▶ _PROVIDED TEXT_
════

Leanne Glover, Cor Anglais

I grew up on a merino wool sheep farm 15 km out of Mt. Barker in the Great Southern of Western Australia. It was a completely wonderful place to grow up, but never the less, one that was not well known for its Western Art Music. The journey to becoming a professional classical musician has been filled with chance and such extreme good fortune that I can’t really believe it.  

My first instrument was a toy xylophone when I was three years old. My mum told me it used to make me mad because it “didn't have all the notes on it”. I would try to play the little tunes I knew but having no sharps or flats it always sounded wrong. So it was decided both my sister and I would get some music lessons.

My second instrument, decided by my parents may I add, was the piano accordion. A farmer down the road played in a local dance band and agreed to teach me. I think I was seven years old, I could barely see over the top of it. But it was fun and I loved it. The accordion has a terrible reputation but tell that to Piazzolla!

During these couple of years my sister was learning the clarinet from another local farmer who had emigrated from England and was a mad keen classical musician. John Bush is a local legend in the area and taught all of the woodwind instruments at the school. He was an inspired teacher and we were so lucky to have him. From what Mum told me, I heard the oboe on the radio and immediately announced I wanted to play that. John Bush just happened to have one lying under his son's bed (who incidentally had given it up to play the drums). It was, unsurprisingly, the only oboe in the region. And so began my love affair with the oboe. I was 10 years old.

════

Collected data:
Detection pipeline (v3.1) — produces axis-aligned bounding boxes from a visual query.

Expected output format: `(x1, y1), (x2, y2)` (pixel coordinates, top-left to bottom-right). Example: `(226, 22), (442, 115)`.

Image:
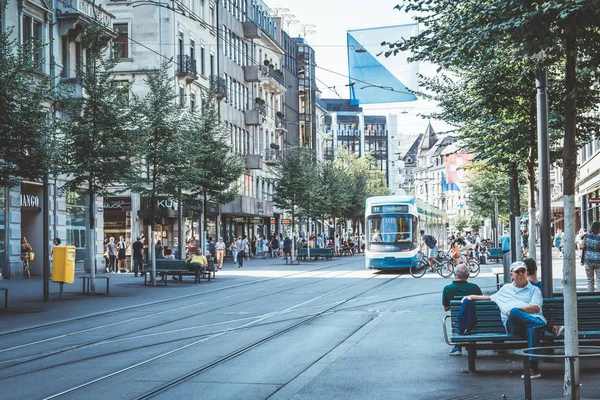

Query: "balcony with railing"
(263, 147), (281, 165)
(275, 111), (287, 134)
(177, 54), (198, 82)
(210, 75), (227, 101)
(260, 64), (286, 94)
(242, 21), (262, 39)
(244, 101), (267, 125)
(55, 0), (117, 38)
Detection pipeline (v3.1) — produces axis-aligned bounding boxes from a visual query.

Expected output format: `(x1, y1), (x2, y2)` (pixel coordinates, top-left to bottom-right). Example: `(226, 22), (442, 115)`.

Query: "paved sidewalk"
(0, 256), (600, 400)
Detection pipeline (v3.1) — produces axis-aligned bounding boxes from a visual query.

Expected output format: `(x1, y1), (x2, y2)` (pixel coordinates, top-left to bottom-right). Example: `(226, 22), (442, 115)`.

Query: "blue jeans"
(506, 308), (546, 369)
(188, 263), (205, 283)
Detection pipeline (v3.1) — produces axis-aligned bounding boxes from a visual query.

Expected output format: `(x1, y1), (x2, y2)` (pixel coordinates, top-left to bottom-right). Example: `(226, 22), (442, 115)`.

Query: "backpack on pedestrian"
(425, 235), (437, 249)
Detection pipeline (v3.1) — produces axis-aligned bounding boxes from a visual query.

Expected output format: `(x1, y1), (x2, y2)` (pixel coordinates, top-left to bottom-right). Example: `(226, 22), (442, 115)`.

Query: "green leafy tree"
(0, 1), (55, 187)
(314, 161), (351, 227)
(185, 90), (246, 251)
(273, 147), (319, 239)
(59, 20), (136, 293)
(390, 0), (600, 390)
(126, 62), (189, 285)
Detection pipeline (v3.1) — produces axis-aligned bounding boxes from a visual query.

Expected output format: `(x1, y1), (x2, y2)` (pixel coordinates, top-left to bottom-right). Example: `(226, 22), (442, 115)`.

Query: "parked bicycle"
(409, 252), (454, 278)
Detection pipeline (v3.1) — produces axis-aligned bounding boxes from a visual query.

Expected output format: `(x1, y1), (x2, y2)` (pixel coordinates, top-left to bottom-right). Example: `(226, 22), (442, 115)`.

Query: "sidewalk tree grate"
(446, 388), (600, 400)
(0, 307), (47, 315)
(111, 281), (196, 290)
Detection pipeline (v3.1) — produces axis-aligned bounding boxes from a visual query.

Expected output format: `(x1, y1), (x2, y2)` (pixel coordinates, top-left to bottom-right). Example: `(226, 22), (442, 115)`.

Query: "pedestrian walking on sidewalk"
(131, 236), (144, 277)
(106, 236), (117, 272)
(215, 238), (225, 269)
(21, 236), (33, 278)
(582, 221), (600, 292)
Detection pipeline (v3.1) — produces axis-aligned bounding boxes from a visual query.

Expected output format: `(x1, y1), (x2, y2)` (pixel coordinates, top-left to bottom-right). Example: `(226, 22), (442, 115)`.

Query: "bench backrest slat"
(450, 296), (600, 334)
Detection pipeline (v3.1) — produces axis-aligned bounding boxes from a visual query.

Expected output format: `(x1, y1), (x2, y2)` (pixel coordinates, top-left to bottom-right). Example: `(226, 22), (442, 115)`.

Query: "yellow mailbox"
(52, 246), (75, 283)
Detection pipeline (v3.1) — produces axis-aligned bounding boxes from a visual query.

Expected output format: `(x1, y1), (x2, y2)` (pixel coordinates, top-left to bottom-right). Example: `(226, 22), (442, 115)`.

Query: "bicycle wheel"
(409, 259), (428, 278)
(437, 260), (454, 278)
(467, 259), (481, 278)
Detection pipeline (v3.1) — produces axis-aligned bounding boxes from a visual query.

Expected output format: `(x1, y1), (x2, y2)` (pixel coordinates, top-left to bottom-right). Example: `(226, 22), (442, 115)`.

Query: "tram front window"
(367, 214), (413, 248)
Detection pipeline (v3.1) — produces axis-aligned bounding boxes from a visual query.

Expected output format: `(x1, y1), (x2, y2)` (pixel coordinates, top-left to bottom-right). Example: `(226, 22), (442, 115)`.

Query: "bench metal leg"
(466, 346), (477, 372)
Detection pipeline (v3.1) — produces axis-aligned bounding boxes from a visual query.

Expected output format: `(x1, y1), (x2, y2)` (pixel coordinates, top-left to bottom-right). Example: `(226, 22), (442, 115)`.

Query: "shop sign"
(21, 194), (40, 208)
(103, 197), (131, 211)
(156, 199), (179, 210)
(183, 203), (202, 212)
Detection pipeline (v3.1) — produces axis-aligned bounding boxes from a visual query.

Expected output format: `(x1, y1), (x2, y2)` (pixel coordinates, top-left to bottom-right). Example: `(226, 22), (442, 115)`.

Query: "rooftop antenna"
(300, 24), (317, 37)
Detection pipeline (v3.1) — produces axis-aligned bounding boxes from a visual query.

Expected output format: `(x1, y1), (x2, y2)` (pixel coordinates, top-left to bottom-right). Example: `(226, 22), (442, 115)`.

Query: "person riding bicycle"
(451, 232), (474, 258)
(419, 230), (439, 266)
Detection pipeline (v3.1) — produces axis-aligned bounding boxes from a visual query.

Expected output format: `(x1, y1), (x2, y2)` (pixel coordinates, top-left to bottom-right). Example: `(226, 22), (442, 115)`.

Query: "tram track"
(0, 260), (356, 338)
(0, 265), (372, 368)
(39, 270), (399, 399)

════

▶ _WHAT TO DO_
a) In the cor anglais player's account, what was the author's first instrument?
b) Continue the cor anglais player's account of a musical upbringing from its last sentence.

▶ _ANSWERS_
a) A toy xylophone, played at three years old.

b)
Within a relatively short amount of time John had all his family and students playing wind quintets, octets, Mozart gran partitas, serenades, all the good stuff. I'm not sure what we sounded like but the experience of learning and playing like this was amazing. He also created the Quaranup Music Camp experience where once a year for 10 wonderful sleep deprived days, country kids like me got to play in orchestras and ensembles with other students, amateurs and professional tutors from Perth. I think I learnt more in those 10 days than months of practice in my bedroom. 

It was also at this music camp where I met Janet Anderson. She was a keen amateur oboist who tragically died of cancer. Completely amazingly she left her beautiful Cor Anglais to me in her will because she thought I had promise. I was 12 years old. For a few years it lived on top of my parents’ wardrobe as I became more interested in riding horses than playing either the oboe or the Cor Anglais. Then something clicked in me and music became my complete and absolute passion. I had to go away to boarding school for the last two years of high school where I could actually do music as a school subject. Then came four years at UWA, four years studying overseas in Amsterdam and Zurich, then, amazingly, I won my job in WASO. 

So, luck, chance, and smiling good fortune led me down the oboe/Cor Anglais path. It has been an unusual career for a girl from the bush but I feel extremely grateful for the opportunities and experiences that it has given me. Forever grateful.